### Description of the task
How do the records below read from their first line through the line containing "Where can the grey"? Write those lines out exactly.

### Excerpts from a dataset
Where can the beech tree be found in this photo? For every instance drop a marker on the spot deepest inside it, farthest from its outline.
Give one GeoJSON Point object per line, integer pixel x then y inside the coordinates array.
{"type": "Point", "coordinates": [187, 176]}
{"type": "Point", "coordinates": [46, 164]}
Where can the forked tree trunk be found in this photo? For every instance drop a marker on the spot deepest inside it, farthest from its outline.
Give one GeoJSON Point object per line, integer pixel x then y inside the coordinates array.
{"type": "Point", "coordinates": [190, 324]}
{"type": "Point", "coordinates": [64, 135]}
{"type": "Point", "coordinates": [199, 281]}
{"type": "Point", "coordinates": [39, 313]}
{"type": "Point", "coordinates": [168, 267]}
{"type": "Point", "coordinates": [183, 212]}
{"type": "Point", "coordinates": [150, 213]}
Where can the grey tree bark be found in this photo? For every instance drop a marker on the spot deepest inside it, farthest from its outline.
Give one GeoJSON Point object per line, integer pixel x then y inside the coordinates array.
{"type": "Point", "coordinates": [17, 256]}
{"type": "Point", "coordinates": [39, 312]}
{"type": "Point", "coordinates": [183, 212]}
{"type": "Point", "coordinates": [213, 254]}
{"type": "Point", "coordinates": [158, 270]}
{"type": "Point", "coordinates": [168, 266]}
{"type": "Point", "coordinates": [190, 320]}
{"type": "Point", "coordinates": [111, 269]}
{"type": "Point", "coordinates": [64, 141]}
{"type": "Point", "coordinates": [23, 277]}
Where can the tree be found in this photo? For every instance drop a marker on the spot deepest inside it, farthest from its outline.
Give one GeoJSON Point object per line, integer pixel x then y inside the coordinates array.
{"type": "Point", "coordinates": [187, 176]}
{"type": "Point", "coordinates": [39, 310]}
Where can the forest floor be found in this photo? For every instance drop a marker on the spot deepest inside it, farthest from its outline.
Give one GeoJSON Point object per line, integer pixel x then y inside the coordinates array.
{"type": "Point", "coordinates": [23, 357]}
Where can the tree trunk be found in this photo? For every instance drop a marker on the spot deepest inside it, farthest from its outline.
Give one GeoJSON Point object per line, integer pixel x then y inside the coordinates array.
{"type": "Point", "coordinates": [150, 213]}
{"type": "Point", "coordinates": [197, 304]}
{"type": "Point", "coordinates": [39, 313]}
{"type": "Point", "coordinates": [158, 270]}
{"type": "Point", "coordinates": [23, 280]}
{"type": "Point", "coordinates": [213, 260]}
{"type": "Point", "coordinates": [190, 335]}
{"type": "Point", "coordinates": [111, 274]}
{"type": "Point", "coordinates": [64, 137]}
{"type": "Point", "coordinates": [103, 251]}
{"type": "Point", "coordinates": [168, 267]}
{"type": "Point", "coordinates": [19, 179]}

### Answer to the exercise
Where can the beech tree be found in this photo? For every instance drop a marker on the spot deepest inside it, farthest from its outline.
Give one GeoJSON Point object per line, integer pixel x then y inside the coordinates array.
{"type": "Point", "coordinates": [187, 176]}
{"type": "Point", "coordinates": [46, 164]}
Where can the forked tree trunk be found in this photo? For every instance drop a marker on the spot deepest inside it, farthest from its outline.
Give one GeoJSON Point object per line, integer pixel x then y inside the coordinates array.
{"type": "Point", "coordinates": [190, 324]}
{"type": "Point", "coordinates": [64, 135]}
{"type": "Point", "coordinates": [199, 281]}
{"type": "Point", "coordinates": [39, 313]}
{"type": "Point", "coordinates": [168, 267]}
{"type": "Point", "coordinates": [183, 212]}
{"type": "Point", "coordinates": [150, 213]}
Where can the grey tree bark be found in this photo? For every instance drop a marker on the spot deepest inside it, farthest from its outline.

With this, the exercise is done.